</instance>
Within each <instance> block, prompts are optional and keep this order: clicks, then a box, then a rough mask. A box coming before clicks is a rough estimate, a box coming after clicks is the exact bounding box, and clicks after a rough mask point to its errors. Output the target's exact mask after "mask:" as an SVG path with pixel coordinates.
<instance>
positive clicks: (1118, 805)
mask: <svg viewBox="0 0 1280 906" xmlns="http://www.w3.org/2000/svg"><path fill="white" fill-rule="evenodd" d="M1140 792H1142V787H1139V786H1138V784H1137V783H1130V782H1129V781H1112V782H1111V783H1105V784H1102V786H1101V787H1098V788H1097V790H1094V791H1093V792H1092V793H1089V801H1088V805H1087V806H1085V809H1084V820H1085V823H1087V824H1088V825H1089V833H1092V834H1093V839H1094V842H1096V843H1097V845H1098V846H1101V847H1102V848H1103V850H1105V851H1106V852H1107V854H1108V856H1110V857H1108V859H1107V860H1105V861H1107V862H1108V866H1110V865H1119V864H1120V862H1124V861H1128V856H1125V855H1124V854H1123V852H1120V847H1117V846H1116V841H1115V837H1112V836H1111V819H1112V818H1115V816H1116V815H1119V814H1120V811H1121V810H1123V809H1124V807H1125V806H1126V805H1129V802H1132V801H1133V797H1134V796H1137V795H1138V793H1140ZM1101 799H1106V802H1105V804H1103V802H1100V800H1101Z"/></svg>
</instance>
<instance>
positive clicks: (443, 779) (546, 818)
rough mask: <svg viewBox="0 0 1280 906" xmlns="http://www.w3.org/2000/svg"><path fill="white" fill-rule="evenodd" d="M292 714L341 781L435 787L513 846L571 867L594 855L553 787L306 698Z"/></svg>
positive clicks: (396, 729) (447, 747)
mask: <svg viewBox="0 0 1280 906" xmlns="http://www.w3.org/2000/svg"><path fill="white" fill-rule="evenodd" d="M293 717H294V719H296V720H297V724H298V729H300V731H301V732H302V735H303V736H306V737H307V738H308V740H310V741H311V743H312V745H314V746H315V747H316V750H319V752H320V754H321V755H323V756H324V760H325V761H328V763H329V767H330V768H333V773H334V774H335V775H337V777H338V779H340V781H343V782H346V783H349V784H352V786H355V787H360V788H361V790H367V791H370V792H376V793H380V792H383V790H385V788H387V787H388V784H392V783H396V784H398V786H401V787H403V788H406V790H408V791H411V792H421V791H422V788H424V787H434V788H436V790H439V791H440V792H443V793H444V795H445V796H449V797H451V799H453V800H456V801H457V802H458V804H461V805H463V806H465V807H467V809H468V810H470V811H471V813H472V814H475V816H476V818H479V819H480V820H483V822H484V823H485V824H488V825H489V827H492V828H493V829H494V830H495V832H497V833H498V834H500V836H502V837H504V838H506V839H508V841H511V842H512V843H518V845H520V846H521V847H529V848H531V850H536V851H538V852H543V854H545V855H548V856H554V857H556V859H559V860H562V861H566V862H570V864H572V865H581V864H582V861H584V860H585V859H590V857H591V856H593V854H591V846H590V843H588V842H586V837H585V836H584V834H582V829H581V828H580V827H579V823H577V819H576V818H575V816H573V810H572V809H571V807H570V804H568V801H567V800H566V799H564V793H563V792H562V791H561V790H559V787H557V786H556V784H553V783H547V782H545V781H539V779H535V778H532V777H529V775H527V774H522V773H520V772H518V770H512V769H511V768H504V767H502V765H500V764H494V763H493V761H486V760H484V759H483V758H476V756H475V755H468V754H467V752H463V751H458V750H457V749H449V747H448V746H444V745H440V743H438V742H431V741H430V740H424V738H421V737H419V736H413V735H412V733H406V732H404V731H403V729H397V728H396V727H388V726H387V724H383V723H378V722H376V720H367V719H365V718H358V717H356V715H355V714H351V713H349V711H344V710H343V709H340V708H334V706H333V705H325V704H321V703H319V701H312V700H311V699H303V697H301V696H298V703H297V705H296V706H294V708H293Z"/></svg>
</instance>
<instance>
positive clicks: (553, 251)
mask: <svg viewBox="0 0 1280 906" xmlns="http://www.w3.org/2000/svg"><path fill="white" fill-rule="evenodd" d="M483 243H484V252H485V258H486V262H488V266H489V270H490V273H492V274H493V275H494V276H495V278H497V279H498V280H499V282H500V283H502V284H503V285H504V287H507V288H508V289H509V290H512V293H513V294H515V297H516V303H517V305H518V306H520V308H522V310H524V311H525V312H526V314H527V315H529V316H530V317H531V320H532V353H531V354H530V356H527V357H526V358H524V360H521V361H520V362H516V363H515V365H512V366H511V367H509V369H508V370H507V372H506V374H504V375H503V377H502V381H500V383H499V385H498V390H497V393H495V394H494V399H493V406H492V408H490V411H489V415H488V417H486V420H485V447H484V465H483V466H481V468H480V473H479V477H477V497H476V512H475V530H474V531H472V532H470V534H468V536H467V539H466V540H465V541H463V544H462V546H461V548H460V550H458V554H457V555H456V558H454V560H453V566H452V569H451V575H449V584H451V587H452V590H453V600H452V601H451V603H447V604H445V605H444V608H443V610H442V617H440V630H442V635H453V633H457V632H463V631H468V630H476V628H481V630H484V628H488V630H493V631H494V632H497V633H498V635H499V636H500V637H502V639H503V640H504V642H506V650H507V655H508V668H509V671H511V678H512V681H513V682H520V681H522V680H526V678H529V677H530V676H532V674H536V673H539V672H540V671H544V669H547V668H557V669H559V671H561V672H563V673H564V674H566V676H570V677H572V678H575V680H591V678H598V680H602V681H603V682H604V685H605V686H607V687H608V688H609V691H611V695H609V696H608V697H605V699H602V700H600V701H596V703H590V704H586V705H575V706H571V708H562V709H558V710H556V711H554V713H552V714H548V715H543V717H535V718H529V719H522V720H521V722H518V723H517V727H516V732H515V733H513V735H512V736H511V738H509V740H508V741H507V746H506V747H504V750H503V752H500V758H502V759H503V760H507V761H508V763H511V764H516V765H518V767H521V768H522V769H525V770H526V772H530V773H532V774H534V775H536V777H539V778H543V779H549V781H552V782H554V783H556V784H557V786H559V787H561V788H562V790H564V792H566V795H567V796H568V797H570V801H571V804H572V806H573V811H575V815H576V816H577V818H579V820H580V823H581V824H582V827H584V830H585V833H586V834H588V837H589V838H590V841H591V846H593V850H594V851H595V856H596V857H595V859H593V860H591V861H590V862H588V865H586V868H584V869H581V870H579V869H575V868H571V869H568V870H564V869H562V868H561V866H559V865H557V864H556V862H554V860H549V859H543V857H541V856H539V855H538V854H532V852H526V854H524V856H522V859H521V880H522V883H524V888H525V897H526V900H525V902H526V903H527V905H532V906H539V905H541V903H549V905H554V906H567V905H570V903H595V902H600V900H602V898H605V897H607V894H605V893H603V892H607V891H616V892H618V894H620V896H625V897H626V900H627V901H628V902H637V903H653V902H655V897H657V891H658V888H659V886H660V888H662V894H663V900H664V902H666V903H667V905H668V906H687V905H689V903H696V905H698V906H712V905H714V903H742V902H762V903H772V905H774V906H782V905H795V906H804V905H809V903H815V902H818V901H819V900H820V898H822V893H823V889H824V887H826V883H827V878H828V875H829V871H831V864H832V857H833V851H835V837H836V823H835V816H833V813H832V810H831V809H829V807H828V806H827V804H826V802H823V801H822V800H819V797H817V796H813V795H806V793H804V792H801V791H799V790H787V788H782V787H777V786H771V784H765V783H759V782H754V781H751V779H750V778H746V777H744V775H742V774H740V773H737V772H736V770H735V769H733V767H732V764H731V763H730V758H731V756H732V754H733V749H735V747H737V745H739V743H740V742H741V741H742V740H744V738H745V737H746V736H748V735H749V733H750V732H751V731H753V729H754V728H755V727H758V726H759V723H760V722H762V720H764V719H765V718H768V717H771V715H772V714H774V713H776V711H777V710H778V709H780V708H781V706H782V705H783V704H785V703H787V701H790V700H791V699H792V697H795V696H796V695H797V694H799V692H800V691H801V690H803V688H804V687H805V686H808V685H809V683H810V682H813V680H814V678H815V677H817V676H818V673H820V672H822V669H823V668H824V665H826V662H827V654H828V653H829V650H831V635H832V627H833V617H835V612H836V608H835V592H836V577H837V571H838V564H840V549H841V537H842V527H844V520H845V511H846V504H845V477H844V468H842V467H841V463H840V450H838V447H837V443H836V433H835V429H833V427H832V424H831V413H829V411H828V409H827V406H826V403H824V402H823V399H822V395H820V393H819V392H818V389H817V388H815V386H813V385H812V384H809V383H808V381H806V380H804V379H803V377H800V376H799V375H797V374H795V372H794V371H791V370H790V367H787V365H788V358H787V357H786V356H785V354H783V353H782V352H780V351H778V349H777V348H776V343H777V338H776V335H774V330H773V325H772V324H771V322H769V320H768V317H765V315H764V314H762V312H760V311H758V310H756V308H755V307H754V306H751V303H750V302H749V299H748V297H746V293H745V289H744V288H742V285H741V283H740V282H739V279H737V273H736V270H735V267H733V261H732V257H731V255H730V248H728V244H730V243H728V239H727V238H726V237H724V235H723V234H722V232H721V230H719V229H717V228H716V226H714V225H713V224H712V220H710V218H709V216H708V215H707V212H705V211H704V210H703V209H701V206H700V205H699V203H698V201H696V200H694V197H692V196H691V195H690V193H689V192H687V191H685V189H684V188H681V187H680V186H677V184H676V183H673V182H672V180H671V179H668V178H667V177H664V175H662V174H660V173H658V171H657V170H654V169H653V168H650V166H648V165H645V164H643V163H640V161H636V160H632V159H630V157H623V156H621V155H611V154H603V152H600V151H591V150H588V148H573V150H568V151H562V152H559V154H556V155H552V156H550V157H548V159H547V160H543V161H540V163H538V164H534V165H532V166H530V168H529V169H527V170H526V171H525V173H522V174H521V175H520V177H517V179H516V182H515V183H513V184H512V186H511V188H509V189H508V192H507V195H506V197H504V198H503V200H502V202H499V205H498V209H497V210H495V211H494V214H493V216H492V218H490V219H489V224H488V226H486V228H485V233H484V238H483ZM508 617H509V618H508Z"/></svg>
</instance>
----
YOUR TASK:
When a line in the records holds the string "clicks", copy that line.

ANSWER TO THIS PROBLEM:
Within each <instance> block, prompts are optional and keep this order: clicks, then a box, then a rough mask. A box coming before clicks is a rough estimate, a box coming after clicks is the exact bounding box, and clicks after a rough mask point to its errors. Output the target's exact mask after "mask:" as an SVG path with pixel coordinates.
positive clicks: (1118, 805)
positive clicks: (443, 779) (546, 818)
positive clicks: (396, 729) (447, 747)
positive clicks: (553, 251)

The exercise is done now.